Multi-location pricing matters when the customer is not just buying one account for one branch. It matters when they need one business with multiple locations, or when you want a pricing model that grows cleanly as they add more branches.
This guide walks through the practical setup for subscription plans that include a base price, included locations, extra-location pricing, and optional volume discounts.
Before you start
There are a few things to have in place before you build paid plans with multi-location pricing.
- Connect Stripe first. Without Stripe, you can still create free plans, but not paid self-serve subscription plans.
- Turn on signups if you want customers to register themselves.
- If you want payment to happen before registration, enable `Require Payment Before Signup` in the white-label onboarding settings.
If you prefer to create customer accounts manually, you can skip the public signup-flow part and still use the same pricing structure internally.

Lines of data
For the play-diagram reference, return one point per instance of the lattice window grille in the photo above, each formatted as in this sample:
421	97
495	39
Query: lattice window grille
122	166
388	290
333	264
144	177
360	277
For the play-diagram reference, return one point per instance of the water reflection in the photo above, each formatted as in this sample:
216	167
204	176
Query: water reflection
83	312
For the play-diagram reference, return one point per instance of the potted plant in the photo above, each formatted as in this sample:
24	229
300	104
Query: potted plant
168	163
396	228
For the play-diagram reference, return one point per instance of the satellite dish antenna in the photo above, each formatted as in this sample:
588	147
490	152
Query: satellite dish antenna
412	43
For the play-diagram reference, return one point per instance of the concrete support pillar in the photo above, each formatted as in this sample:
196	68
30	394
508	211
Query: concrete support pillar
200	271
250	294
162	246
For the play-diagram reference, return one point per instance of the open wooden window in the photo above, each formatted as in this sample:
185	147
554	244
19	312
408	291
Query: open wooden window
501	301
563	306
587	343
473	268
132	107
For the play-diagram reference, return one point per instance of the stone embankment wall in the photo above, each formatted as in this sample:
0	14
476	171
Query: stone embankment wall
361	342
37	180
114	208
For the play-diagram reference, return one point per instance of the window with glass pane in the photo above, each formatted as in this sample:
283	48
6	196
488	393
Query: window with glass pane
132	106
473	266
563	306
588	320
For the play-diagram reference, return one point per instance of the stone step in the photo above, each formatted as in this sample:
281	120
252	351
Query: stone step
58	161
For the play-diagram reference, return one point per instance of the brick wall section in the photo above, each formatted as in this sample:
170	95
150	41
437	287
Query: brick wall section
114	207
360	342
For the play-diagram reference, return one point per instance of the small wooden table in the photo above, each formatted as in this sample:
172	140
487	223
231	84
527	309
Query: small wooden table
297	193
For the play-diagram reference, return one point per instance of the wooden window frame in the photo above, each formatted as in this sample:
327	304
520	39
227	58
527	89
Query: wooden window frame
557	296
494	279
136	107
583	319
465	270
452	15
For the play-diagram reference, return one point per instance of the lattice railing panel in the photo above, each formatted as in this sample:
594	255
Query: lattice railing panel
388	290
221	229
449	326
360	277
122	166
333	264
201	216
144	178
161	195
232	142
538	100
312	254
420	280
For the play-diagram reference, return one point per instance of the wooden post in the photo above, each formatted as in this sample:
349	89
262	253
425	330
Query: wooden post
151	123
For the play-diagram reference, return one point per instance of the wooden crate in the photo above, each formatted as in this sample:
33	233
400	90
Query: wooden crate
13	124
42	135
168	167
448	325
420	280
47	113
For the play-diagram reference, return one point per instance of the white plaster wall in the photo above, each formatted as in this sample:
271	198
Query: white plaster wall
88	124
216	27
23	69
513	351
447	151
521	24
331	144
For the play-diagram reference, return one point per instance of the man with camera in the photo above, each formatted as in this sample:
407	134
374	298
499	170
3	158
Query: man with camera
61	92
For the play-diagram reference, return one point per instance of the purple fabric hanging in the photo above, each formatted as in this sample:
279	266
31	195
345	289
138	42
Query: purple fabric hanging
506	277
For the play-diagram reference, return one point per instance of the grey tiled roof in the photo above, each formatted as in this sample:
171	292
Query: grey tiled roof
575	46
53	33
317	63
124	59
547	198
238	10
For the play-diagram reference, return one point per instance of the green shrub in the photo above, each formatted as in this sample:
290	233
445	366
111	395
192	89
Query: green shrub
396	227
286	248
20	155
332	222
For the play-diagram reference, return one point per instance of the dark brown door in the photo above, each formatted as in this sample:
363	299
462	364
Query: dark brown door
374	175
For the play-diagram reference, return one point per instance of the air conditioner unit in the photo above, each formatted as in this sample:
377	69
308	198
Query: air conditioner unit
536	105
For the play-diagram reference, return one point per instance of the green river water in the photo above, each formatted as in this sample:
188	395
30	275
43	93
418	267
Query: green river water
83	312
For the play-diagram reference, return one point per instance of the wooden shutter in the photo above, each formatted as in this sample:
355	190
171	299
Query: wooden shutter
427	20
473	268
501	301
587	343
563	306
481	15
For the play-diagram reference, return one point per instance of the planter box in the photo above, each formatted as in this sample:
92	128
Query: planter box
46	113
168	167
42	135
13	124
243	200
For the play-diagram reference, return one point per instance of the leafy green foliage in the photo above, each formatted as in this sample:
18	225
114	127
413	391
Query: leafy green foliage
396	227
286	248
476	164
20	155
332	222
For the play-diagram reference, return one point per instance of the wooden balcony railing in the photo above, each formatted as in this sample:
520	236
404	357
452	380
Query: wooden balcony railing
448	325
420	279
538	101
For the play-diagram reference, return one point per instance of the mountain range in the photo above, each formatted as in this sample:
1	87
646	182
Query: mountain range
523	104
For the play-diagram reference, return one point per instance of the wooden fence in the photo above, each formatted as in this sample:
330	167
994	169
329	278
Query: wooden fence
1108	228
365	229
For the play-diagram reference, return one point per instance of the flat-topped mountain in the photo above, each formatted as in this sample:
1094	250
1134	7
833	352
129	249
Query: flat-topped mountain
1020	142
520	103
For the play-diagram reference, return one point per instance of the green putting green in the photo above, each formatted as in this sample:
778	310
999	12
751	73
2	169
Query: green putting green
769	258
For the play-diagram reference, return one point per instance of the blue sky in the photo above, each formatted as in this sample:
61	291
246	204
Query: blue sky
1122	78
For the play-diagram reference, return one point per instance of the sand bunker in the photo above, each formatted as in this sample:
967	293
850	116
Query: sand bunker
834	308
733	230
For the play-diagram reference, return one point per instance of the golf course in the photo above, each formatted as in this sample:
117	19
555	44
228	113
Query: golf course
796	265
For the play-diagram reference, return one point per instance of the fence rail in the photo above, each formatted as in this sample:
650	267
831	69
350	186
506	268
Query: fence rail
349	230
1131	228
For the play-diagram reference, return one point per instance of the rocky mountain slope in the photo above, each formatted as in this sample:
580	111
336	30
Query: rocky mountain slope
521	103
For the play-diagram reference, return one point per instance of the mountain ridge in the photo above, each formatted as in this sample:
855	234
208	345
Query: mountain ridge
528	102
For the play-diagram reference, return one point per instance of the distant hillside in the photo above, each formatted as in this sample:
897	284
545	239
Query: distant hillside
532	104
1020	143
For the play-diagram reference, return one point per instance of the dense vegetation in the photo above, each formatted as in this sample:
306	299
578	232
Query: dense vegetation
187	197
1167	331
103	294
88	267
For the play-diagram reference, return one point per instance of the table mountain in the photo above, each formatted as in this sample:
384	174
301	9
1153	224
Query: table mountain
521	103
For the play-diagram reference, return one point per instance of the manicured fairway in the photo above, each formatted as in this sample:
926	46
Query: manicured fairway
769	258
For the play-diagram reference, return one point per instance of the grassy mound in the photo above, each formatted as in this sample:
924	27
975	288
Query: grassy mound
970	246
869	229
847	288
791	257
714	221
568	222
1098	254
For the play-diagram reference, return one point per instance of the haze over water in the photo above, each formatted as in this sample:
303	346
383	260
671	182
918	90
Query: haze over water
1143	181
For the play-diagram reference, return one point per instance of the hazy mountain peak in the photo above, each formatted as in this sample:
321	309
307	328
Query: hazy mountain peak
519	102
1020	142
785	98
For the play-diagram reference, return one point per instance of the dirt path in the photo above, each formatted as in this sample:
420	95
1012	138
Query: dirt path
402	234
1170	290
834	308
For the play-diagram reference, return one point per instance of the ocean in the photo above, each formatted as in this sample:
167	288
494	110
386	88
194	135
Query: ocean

| The request |
Continue the multi-location pricing guide from its last sentence.

| Solved problem |
Where to find custom plans
Open the agency dashboard, go to the `Platform` section in the left sidebar, expand `Billing & Revenue`, and click `Custom Plans`.
This is your plan manager. It is where you create plans, adjust pricing, change display order, and manage existing subscribers.
How multi-location pricing works
A multi-location plan usually starts with a base subscription price and a location limit. For example, the base plan might include one location at a fixed monthly price.
If the customer needs more locations than that base allowance includes, you can charge for the extras in one of two ways.
| Pricing model | How it works | Best fit |
|---|---|---|
| Flat rate per extra location | Every extra location costs the same amount | Simple plans and smaller customers |
| Tiered volume discounts | The price per extra location drops as more locations are added | Larger customers and franchise-style deals |
Scenario 1: flat rate per extra location
This is the cleanest setup when you want one base subscription plus a simple extra-location charge.
Example: $49 per month includes 1 location, and every additional location costs $15 per month.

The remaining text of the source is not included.